-- Fragment --
*-*-*
Dat zijn leerlingen hem binnenkort niet meer zullen zien, zegt Jezus aan de vooravond van zijn dood, komt niet omdat Hij na zijn sterven te ver weg is. Hij is te dichtbij. Hij is in ze als de Geest van de waarheid (vers 17). Wat in je is, dat zie je niet. Met wat in je is, kijk je en verwerk je wat je ziet. Door de Geest zien we alles in het licht van Jezus, het licht van de God die liefde is. We leven voortaan in de wereld als in de ruimte van Gods liefde die in hem zichtbaar is geworden.
De Geest en de waarheid van de liefde
Daarmee bereikt Jezus zijn bestemming. Want de inzet van zijn leven is volgens het Johannesevangelie niet dat wij hem voortdurend voor ogen houden. De inzet is dat wij in het perspectief staan dat Hij belichaamt en zo "leven bezitten in overvloed" (Johannes 10,10) en aldus God aanbidden in Geest en waarheid (Johannes 4,23-24). Het zijn de Geest en de waarheid van de liefde: van God die ons in alles wat bestaat liefheeft en van ons, die God erkennen en liefhebben als de bron, de dragende grond en het doel van ons leven.
Daarom is wat er over Jezus te zeggen valt volgens het Johannesevangelie onuitputtelijk. De schrijver eindigt zijn verkondiging met de opmerking dat Jezus nog veel meer gedaan heeft dan in zijn boek beschreven staat. Als deze dingen één voor één beschreven zouden worden, zou volgens hem de hele kosmos niet voldoende ruimte hebben voor de volgeschreven boeken (21,25). Het leven van Jezus is een leven in de wereld en te midden van de geschiedenis, maar tegelijkertijd omvattender dan het heelal.
Zalving met de Heilige Geest
Dit is wat een leven in de Geest, een leven in geloof betekent. Zelf een levenslange katholiek – in de jaren vijftig werden kinderen van katholieke ouders zo veel mogelijk gedoopt op de dag dat zij geboren werden, of hooguit de dag erna – waren er de afgelopen tijd nogal wat mensen in mijn directe of iets verder afliggende omgeving die toetraden tot de Rooms-Katholieke Kerk. Ze waren doorgaans protestants gedoopt en ontvingen nu het vormsel, de bezegeling van het geloof door de zalving met Heilige Geest. Het was aanleiding om nog eens goed na te denken over waarin het belang van Geest en geloof volgens mijzelf eigenlijk zit.
*-*-*
-- Uitgelichte gegevens --
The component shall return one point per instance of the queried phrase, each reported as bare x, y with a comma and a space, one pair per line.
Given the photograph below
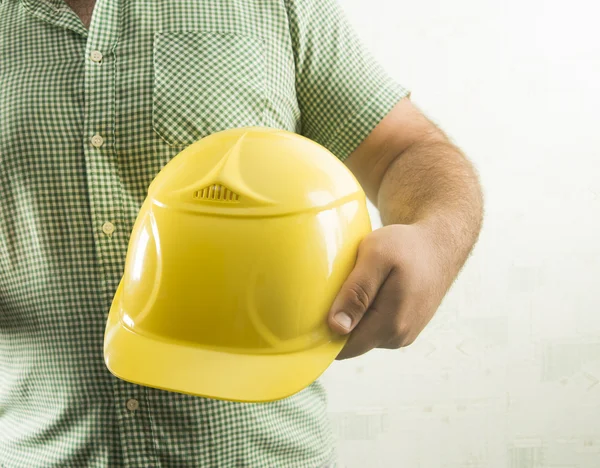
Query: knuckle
401, 330
358, 297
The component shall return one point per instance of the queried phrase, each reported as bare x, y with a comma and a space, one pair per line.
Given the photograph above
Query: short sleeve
342, 91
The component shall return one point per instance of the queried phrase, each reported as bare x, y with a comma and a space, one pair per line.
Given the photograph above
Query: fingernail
343, 319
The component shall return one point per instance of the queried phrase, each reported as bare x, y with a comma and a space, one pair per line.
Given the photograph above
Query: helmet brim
183, 368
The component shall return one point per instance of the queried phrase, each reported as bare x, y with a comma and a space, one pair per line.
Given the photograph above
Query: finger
358, 291
378, 326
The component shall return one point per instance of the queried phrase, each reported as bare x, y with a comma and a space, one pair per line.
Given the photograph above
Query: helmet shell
235, 258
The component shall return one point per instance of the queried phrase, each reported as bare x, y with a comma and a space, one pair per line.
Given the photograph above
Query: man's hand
429, 198
392, 293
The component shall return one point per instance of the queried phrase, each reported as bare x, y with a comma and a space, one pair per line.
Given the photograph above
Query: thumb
358, 292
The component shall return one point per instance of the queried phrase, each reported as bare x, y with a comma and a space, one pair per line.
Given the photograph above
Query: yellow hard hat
242, 244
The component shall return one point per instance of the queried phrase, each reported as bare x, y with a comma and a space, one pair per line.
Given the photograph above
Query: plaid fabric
87, 119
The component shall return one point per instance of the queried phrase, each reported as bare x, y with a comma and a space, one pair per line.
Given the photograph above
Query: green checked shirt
87, 119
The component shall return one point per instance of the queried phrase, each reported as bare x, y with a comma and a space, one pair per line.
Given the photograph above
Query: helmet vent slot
217, 192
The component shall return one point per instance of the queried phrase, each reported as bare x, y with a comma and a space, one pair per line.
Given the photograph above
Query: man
92, 106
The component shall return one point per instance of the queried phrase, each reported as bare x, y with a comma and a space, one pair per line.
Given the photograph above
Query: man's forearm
432, 184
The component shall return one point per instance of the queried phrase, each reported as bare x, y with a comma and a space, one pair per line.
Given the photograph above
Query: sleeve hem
358, 126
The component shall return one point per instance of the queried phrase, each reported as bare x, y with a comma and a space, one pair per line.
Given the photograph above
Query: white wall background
508, 373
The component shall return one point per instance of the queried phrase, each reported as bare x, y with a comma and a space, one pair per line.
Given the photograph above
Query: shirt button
132, 404
96, 56
97, 141
108, 228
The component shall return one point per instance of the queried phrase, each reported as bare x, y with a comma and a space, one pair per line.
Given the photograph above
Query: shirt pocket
205, 82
*-*-*
Schrijf uit het fragment over Jezus en de Geest letterlijk over, te beginnen bij "Dat zijn leerlingen" en doorlopend tot en met "zichtbaar is geworden.". De lijst is apart materiaal en staat los van het fragment.

-- Resultaat --
Dat zijn leerlingen hem binnenkort niet meer zullen zien, zegt Jezus aan de vooravond van zijn dood, komt niet omdat Hij na zijn sterven te ver weg is. Hij is te dichtbij. Hij is in ze als de Geest van de waarheid (vers 17). Wat in je is, dat zie je niet. Met wat in je is, kijk je en verwerk je wat je ziet. Door de Geest zien we alles in het licht van Jezus, het licht van de God die liefde is. We leven voortaan in de wereld als in de ruimte van Gods liefde die in hem zichtbaar is geworden.